SOURCE DATA:
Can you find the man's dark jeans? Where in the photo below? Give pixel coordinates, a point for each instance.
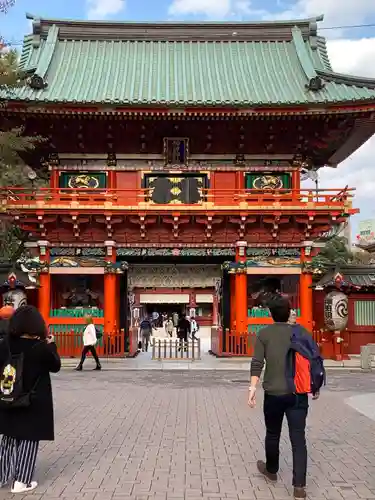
(295, 408)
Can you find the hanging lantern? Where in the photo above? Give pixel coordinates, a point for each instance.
(336, 311)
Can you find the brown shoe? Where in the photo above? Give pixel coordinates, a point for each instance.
(299, 492)
(263, 470)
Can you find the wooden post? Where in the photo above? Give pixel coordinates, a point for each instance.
(232, 325)
(110, 296)
(241, 290)
(306, 294)
(44, 291)
(215, 310)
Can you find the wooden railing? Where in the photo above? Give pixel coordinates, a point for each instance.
(176, 349)
(70, 344)
(90, 199)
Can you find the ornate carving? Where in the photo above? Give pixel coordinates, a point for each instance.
(36, 82)
(178, 276)
(71, 252)
(111, 160)
(176, 150)
(175, 252)
(115, 267)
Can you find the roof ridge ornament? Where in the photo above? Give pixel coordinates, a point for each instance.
(315, 83)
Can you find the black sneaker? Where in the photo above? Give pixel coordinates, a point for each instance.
(299, 492)
(263, 470)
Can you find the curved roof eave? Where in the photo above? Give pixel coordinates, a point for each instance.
(357, 81)
(276, 23)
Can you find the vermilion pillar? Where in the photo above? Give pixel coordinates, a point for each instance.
(215, 310)
(241, 289)
(232, 302)
(110, 296)
(44, 291)
(306, 294)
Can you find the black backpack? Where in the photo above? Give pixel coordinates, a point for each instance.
(12, 393)
(99, 333)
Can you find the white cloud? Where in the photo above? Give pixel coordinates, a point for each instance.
(358, 171)
(100, 9)
(214, 9)
(209, 8)
(335, 13)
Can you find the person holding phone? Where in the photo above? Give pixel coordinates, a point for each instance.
(27, 357)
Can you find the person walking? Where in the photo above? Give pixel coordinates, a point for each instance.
(89, 342)
(6, 313)
(194, 328)
(273, 348)
(183, 330)
(27, 357)
(169, 326)
(146, 330)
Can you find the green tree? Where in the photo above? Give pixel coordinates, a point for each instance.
(13, 144)
(335, 252)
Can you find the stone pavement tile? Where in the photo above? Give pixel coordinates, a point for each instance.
(190, 436)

DIRECTION: Reproduce verbatim the lines running from the line containing "Can you find the person holding" up to and including the last line of the records.

RESULT:
Can you find the person holding phone? Where in the photo above? Give pixel coordinates, a point for each instance.
(27, 357)
Can you find the person walking? Where in the photo above? Give pixel coordinates, a point for each instance.
(89, 342)
(6, 313)
(194, 328)
(273, 348)
(183, 330)
(27, 357)
(169, 326)
(146, 330)
Can you find the green tree? Where in the photo above? Give pixel coordinates, a point for each instance.
(13, 144)
(335, 252)
Can you find the stone pavement tile? Where in the photo above? Give pixel coordinates, a point for each instance.
(190, 436)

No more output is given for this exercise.